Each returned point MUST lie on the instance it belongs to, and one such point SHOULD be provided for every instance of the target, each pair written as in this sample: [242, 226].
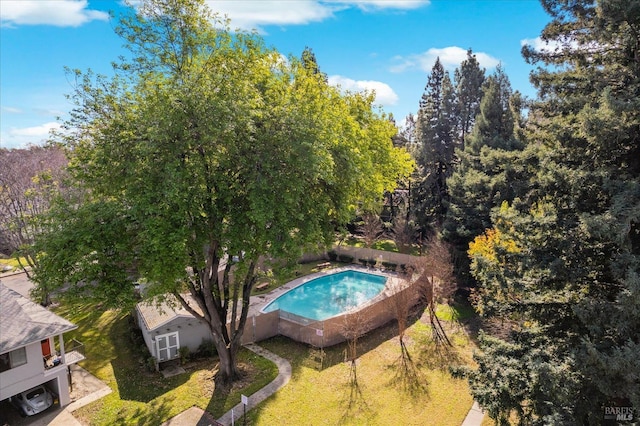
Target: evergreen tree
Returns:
[562, 264]
[435, 134]
[488, 171]
[310, 63]
[468, 80]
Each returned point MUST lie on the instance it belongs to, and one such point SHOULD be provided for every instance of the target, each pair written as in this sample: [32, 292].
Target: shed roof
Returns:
[155, 314]
[23, 322]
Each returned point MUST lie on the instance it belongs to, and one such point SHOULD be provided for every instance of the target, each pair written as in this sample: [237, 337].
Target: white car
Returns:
[32, 401]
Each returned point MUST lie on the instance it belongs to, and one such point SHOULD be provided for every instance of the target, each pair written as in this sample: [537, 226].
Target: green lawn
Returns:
[323, 394]
[141, 397]
[320, 392]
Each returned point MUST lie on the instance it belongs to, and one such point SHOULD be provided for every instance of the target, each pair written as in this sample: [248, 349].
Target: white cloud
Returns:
[22, 137]
[254, 14]
[61, 13]
[384, 93]
[541, 45]
[372, 5]
[11, 110]
[450, 57]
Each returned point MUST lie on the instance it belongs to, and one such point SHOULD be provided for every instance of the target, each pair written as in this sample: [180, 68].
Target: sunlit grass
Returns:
[142, 397]
[319, 396]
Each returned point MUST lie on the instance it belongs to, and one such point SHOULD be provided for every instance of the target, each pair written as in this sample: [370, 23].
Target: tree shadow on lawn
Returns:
[135, 382]
[152, 414]
[407, 375]
[355, 404]
[336, 354]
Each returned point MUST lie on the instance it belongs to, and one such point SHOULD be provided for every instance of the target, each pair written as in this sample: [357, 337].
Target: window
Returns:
[13, 359]
[167, 346]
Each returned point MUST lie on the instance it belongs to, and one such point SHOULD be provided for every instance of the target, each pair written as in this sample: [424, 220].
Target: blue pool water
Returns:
[329, 295]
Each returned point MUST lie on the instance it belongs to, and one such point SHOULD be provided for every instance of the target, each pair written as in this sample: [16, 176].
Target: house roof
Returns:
[23, 322]
[155, 314]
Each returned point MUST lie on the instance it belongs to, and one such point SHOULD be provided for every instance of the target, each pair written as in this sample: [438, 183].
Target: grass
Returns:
[320, 394]
[382, 244]
[11, 262]
[142, 397]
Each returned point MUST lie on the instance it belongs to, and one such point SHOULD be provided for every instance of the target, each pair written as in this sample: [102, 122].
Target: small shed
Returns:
[167, 326]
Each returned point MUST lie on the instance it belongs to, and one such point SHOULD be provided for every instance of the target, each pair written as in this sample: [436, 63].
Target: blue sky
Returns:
[385, 45]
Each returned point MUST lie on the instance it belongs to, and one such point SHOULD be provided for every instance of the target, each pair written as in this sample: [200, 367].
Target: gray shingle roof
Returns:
[23, 322]
[156, 313]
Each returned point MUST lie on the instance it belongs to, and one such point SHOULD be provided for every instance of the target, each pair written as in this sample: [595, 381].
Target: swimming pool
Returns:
[329, 295]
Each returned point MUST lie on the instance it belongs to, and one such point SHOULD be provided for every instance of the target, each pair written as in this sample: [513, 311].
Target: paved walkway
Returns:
[474, 416]
[284, 374]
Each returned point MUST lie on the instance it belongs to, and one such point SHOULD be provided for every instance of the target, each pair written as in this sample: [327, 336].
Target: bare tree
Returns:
[354, 326]
[404, 231]
[371, 228]
[400, 304]
[436, 283]
[29, 181]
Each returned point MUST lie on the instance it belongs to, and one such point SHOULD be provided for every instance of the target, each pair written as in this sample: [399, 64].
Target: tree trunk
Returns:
[227, 369]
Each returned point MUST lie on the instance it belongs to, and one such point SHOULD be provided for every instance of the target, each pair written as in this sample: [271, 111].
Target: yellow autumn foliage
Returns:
[490, 243]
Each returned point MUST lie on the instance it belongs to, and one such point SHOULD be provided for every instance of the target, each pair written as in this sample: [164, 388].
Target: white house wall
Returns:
[32, 374]
[191, 333]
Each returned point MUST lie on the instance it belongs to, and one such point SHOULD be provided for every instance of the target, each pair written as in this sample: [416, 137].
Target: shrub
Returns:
[206, 349]
[332, 255]
[151, 364]
[389, 265]
[184, 354]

→ **Instructions to follow**
Set down the complete material exactly, but do not include the images.

→ **Exercise solution**
Each returned point MUST lie on the instance it belongs to, and one such point SHOULD be provided for every instance of the target, each pair written as in this sample: [242, 226].
Target: evergreen tree
Returns:
[562, 264]
[435, 134]
[488, 171]
[310, 63]
[468, 80]
Each returned point MUST lie on the instance it belongs to, and one such point SHOULD be provided for every instance of the target, each pair written as in this sample: [32, 292].
Target: shed roof
Returns:
[155, 314]
[23, 322]
Each returned point MUST lie on the instance it belongs to, and one such point SHOULD be provided for every instance of the target, each pair written as in this sample: [237, 337].
Target: white car
Returns:
[32, 401]
Each returned point MUST lie on the instance it belongs to, and one such point SHOULD be provided for every instance of the target, each pair written as in this sample: [537, 226].
Target: green lawn
Returns:
[323, 394]
[141, 397]
[320, 392]
Each returned point MUST lie on the instance it belongs to, and one such point SHOULD be provided for every instance of the target, each pair written as in this sample: [248, 349].
Target: white cloud
Returns:
[22, 137]
[254, 14]
[61, 13]
[384, 93]
[541, 45]
[372, 5]
[11, 110]
[450, 57]
Each returned point MUST lie on the instance it belongs to, and one such point SHOULD be provided for every instance of the target, each pair written as in this sample: [180, 68].
Target: sunlit grass
Returns:
[142, 397]
[319, 396]
Each returned point MUST lie on the instance it belongs to, and one such point SHOULD be provided for every instance of the target, each pair written as in this sample: [370, 23].
Target: tree shadow on lawn
Returns:
[135, 382]
[152, 414]
[407, 375]
[355, 404]
[336, 354]
Each returned point MUST lie on the instance it belongs to, and one such point SHOULD be provided for every instance of the target, each pair written as in this sample: [357, 337].
Target: window
Returns:
[13, 359]
[167, 346]
Each returned point MUST lie on the instance it belongs to, and one such point SHOULD be provided for every instance of the target, each pair written as in this sample: [424, 220].
Target: blue pool water
Returns:
[329, 295]
Each returned point MUST lie on the instance it belongs to, and one such point SHOULD be provided for every instance of the target, each pair written as in this sample: [16, 176].
Target: house roof
Returns:
[23, 322]
[155, 314]
Each returned point MUST lie on the instance it belongs to, and one such point SHOULD be provided for every instance of the target, each pair written as in this sample: [438, 183].
Target: grass
Returns:
[320, 394]
[382, 244]
[11, 262]
[142, 397]
Each returned point MUST lie on the instance it belongs to, and one such point SHOULD be provided for every instance of the target, each pair written as in this sample: [102, 122].
Target: small shed
Returns:
[167, 326]
Each returned point MUST lie on the instance it belongs to, and one such point SHOULD be provided for every instance of the target, each pair written as in this sample: [436, 63].
Target: blue sky
Returns:
[385, 45]
Each returned point MUST lie on the instance it belongs to, and one such point SHOULD be provided for every instance of the target, each pair written as in this sample: [200, 367].
Target: gray shingle roof
Returns:
[23, 322]
[156, 313]
Each returned point MUST lie on the instance it belongs to, and one such point SHOULD be provided for every instance of the target, each pair written as in this sample: [595, 381].
Target: swimming pool
Returns:
[329, 295]
Each returned point MUST lie on the instance it belongs to, and one such point SHOULD be provided for every instance of the target, each pair written as in this sample: [513, 311].
Target: paved walkway
Returns:
[474, 416]
[284, 374]
Each returned point MUST lie on the instance it belongs to, and one such point SHOULD be provided for every instance of the target, each pair written as in this sample: [327, 336].
Target: bare tree
Returns:
[354, 326]
[404, 231]
[371, 228]
[400, 304]
[436, 283]
[29, 181]
Each returned point MUST lie on the instance it belongs to, and one such point SHOULD be provided for every instance of the target, each pair written as in this sample: [399, 64].
Target: tree trunk
Returns:
[227, 369]
Each returned point MUST lie on the instance it belongs to, and one such point SHOULD be provided for every instance of the target, each pair written as in this sample: [271, 111].
Target: yellow autumn foliage
Returns:
[490, 243]
Each returned point MUST lie on the instance it belongs to, and one such point SHOULD be provided for every instance of the target, each pair written as in this sample: [164, 388].
Target: white house wall
Returns:
[32, 374]
[191, 333]
Each returned point MUST lie on the instance it belongs to, and one such point SHOULD be provided for every instance of the target, each pair written as in this sample: [416, 137].
Target: shrub
Returns:
[206, 349]
[332, 255]
[151, 364]
[389, 265]
[184, 354]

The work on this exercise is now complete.